Lo que pasó ayer tiene su causa en algo anterior, quizá lejano, pero cierto. En parte alguna está documentada la afición de san Fermín por los toros. Es más, el santo que ahora pasa, en compañía de San Isidro (antes labrador), por taurino militante habitaba en el calendario allá por el mes de octubre (el día 10 para ser precisos). Un día escuchó la llamada del chupinazo, se apeó de los fríos meses de invierno y... a Pamplona (tampoco consta que fuera con bota ni media alguna). A buen seguro, y dada su beata condición, cambiaría dos palabras con san Francisco (a éste sí se le reconoce el favor de las bestias). Se da por cierto que el fratello le informó de las costumbres locales. Le hizo saber que todo hay que hacerlo de verdad: exponiendo el cuerpo serrano o de la marisma a la embestida de un herbívoro y bien armado bravo. San Fermín tomó nota, estudió el terreno y no tardó en dejarse envenenar por la divina locura del encierro: tres minutos empapados en adrenalina. Igual que él, tantos otros extranjeros llegados de latitudes inciertas.

Tareas y ejercicios.
a. Resume en dos oraciones el texto sobre san Fermín y los toros.
b. Responde a estas preguntas sobre el texto de san Fermín:
(i) ¿Qué día de octubre ocupaba antes san Fermín en el calendario?
(ii) ¿A qué santo se le reconoce el favor de las bestias?
(iii) ¿Cuántos minutos dura el encierro?
Los registros no se usan en este ejercicio.

Material proporcionado.
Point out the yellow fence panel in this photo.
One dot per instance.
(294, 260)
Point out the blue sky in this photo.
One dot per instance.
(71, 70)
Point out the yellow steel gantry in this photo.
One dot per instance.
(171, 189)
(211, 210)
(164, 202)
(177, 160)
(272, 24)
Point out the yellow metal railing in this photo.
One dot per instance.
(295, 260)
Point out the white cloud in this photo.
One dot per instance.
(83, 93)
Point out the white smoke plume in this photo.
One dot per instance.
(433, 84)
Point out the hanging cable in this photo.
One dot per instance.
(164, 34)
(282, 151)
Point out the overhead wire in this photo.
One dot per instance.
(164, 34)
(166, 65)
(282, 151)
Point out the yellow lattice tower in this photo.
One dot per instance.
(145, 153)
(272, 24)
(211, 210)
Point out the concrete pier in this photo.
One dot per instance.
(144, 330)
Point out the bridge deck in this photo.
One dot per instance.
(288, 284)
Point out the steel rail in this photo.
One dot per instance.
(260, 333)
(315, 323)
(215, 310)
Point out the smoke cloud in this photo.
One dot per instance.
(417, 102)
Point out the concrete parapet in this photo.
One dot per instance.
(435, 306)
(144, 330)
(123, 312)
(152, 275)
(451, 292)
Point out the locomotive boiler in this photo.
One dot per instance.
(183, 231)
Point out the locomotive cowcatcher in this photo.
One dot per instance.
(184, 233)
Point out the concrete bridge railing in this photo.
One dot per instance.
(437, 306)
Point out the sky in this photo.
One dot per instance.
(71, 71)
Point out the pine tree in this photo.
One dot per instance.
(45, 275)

==

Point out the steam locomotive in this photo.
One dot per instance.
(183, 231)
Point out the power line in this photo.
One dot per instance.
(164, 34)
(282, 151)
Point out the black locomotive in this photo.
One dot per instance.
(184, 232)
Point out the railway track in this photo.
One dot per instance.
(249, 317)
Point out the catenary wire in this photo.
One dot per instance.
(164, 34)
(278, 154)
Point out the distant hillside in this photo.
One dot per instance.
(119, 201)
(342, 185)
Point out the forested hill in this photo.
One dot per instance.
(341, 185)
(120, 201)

Respuestas por tarea.
a. No hay ningún documento sobre la afición de san Fermín por los toros, y antes su día en el calendario era el 10 de octubre. Tras oír el chupinazo fue a Pamplona, san Francisco le explicó las costumbres locales y acabó cautivado por el encierro, igual que tantos otros extranjeros.

b.
(i) El día 10.
(ii) A san Francisco.
(iii) Tres minutos.